■ **Goal**
Rewrite the records from the start through the line containing "1307 34 L 1212", with both ends included and the requests kept as they are, multiplying every polygon coordinate in the answers by 0.5 and rounding to whole numbers with halves rounded up. Give only those lines.

■ **Data rows**
══════

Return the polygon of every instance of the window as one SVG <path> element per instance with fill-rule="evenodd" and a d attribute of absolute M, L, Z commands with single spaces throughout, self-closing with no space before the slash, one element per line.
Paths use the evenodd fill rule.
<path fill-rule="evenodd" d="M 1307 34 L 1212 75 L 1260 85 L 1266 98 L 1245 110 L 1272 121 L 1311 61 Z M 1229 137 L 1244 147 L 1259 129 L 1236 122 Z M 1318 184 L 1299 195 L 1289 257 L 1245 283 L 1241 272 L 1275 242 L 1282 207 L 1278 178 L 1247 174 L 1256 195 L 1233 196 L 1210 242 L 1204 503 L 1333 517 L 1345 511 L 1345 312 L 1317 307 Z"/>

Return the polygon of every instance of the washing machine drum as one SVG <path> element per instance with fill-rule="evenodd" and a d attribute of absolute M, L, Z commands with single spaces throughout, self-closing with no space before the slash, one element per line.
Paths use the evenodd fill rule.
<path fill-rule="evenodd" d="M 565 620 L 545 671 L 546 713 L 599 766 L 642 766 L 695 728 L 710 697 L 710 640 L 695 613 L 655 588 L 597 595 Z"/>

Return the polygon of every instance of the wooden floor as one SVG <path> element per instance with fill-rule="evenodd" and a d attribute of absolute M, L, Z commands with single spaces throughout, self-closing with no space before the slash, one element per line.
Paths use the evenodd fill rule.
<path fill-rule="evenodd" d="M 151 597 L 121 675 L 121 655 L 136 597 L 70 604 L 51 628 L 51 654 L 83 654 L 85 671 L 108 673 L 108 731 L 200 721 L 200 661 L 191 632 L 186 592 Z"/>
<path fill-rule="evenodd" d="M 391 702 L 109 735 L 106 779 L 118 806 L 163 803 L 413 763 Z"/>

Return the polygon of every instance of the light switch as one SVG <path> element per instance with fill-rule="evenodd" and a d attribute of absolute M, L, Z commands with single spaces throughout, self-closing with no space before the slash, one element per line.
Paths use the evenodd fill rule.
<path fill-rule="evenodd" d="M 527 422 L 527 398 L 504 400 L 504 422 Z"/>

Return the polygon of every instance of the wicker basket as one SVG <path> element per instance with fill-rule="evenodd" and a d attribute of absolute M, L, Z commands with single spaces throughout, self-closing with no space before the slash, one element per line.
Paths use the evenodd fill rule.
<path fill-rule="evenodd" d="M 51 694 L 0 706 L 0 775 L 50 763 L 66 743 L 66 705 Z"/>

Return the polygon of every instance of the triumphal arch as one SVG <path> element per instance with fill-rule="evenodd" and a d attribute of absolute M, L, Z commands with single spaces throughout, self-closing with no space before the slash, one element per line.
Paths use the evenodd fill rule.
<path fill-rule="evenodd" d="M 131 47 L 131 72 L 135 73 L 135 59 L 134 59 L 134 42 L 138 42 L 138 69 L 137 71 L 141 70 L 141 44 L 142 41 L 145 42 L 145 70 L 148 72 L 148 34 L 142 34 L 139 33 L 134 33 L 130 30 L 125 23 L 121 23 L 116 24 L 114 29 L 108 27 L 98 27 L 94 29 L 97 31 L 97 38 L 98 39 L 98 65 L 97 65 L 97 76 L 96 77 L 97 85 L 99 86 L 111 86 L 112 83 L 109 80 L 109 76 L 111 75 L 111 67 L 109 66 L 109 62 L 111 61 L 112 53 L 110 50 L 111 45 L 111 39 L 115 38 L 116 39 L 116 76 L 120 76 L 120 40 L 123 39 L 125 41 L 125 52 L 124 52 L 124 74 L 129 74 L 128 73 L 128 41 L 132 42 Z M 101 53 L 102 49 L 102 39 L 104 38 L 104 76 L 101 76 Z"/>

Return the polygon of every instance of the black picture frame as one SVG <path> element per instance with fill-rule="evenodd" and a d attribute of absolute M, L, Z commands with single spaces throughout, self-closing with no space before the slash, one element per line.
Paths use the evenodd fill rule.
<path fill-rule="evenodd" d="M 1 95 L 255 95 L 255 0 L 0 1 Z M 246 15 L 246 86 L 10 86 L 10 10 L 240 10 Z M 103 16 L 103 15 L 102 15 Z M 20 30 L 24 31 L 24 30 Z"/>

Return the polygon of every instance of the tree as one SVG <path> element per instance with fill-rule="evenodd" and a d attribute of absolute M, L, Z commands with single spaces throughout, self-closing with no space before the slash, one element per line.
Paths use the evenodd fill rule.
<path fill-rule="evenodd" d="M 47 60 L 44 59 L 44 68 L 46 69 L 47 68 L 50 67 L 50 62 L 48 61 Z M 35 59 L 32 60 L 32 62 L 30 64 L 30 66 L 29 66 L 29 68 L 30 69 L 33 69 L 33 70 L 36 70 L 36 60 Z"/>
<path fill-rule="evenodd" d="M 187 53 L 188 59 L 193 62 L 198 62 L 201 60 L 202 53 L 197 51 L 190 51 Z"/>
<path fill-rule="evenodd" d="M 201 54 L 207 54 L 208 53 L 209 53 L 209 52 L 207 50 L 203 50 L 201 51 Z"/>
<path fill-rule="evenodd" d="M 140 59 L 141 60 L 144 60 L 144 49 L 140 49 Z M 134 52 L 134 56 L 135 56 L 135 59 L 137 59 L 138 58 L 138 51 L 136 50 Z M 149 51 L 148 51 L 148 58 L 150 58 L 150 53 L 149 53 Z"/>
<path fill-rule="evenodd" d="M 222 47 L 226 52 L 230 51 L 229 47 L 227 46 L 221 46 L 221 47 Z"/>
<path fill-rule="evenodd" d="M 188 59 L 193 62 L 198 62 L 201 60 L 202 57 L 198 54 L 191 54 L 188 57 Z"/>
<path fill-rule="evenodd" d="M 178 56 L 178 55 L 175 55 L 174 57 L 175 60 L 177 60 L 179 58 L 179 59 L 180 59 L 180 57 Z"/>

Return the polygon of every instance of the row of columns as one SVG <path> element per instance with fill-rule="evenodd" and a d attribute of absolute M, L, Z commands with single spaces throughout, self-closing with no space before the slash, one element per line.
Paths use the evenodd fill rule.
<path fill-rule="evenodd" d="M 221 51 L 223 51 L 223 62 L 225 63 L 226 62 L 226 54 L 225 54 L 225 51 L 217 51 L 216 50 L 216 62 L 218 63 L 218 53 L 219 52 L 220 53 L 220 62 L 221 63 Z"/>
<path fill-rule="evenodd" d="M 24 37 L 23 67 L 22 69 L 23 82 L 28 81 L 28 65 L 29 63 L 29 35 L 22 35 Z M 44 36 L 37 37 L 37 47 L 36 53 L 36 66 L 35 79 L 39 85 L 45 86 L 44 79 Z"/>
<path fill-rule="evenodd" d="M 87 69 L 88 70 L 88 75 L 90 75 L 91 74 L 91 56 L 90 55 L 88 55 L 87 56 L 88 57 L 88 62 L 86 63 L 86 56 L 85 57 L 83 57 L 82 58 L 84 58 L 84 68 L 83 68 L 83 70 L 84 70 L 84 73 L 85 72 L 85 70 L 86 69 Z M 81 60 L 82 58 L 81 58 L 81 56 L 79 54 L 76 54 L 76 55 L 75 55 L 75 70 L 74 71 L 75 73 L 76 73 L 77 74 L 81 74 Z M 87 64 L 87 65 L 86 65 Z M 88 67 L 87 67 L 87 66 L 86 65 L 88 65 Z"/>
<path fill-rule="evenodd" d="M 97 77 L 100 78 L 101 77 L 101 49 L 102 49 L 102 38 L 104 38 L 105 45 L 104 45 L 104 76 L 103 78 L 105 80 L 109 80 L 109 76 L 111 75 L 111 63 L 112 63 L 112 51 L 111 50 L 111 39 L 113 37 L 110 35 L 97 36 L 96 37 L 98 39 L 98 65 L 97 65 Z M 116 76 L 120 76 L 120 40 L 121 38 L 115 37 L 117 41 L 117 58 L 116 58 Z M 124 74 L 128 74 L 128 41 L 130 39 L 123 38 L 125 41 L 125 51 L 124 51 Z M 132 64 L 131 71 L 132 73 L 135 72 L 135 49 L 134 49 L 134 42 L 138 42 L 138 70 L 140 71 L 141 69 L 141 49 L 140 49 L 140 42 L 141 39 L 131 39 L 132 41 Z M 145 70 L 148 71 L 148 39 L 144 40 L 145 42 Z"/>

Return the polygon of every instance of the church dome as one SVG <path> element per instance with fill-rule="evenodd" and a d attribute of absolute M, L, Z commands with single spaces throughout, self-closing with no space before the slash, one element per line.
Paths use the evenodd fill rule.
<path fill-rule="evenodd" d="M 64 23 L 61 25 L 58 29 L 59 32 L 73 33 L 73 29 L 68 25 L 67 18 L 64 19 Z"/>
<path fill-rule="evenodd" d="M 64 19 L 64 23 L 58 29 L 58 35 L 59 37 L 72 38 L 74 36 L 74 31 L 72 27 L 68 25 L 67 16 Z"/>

══════

■ **Expected answer**
Return the polygon of every instance of the window as one SVG <path> element per instance with fill-rule="evenodd" and a d attribute of absolute M, L, Z commands with single spaces throughout, self-closing with no space before the slash, one element per line.
Paths use the evenodd fill rule.
<path fill-rule="evenodd" d="M 654 17 L 606 38 L 630 43 L 633 49 L 623 55 L 636 61 L 656 31 Z M 615 69 L 622 74 L 630 65 L 618 61 Z M 659 92 L 650 98 L 645 129 L 623 142 L 621 136 L 638 121 L 641 104 L 639 89 L 624 87 L 628 98 L 617 98 L 605 121 L 602 252 L 667 259 L 673 256 L 673 156 L 659 154 Z"/>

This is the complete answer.